**Your goal:**
Pull out every line of the entries below that contains the word "field", and copy each of those lines.

**Dataset rows showing where objects appear:**

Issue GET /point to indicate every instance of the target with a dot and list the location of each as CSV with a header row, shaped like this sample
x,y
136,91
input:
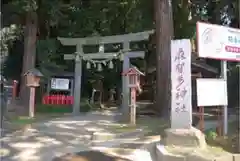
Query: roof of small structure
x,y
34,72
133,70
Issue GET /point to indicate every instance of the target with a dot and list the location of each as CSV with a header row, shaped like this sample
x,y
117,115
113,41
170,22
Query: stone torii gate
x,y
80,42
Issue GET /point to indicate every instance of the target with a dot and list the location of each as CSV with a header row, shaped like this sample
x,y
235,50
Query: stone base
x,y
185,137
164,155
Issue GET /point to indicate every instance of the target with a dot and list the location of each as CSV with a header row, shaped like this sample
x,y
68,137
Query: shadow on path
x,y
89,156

...

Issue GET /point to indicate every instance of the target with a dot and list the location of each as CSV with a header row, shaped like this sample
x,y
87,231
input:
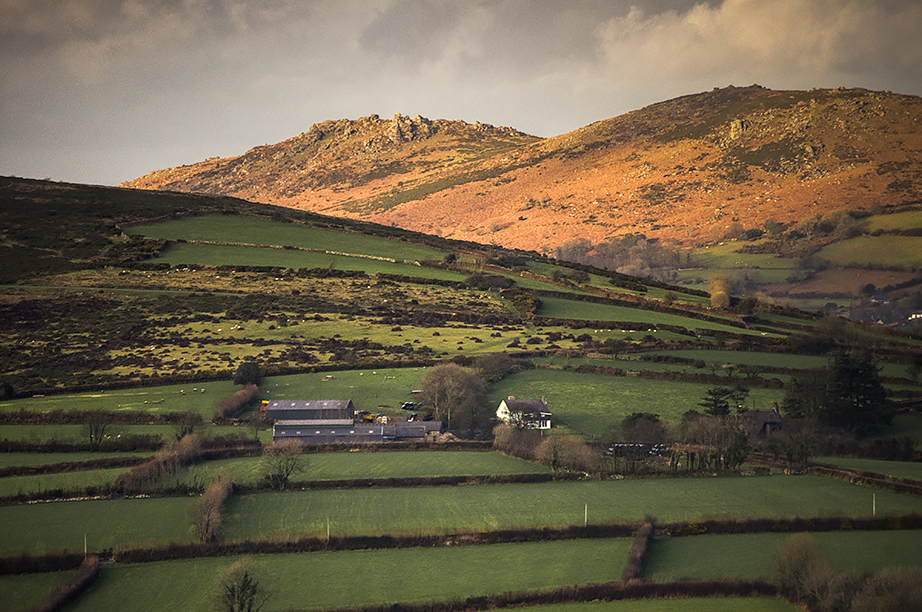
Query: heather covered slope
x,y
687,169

...

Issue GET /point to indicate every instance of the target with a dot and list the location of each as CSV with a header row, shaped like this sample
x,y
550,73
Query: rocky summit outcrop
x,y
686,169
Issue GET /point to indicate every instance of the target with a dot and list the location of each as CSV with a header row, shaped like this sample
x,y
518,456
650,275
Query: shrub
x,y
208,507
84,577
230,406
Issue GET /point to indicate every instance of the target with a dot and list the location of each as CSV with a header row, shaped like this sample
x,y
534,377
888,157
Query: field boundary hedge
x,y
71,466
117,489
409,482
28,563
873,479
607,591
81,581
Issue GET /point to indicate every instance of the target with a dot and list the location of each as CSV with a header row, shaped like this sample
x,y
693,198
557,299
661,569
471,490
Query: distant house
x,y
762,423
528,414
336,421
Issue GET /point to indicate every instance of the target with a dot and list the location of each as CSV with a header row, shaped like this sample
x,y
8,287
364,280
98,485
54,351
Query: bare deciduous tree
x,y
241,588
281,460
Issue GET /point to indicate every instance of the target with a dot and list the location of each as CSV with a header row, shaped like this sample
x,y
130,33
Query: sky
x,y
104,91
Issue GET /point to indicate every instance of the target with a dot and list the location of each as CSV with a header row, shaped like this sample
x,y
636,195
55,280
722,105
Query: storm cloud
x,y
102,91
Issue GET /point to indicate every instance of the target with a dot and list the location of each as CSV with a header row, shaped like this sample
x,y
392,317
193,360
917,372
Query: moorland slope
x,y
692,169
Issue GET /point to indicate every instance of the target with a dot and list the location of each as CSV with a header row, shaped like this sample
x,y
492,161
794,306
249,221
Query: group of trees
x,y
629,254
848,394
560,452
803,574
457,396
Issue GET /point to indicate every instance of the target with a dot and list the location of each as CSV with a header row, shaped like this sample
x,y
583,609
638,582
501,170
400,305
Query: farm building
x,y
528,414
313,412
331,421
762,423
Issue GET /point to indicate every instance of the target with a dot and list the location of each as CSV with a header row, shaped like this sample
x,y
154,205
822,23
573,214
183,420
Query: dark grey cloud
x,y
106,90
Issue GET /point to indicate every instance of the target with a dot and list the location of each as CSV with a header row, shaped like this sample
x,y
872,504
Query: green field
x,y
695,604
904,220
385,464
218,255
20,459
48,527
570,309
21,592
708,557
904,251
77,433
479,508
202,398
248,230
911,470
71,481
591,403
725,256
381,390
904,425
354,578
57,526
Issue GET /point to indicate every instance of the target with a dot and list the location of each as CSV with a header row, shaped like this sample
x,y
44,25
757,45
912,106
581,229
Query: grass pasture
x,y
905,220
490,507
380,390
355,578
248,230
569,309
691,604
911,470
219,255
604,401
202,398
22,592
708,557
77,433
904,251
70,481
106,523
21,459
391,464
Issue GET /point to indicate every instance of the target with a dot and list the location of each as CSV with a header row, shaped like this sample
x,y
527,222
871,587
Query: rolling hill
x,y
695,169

**Complete response:**
Query: field boundary hedge
Query: green field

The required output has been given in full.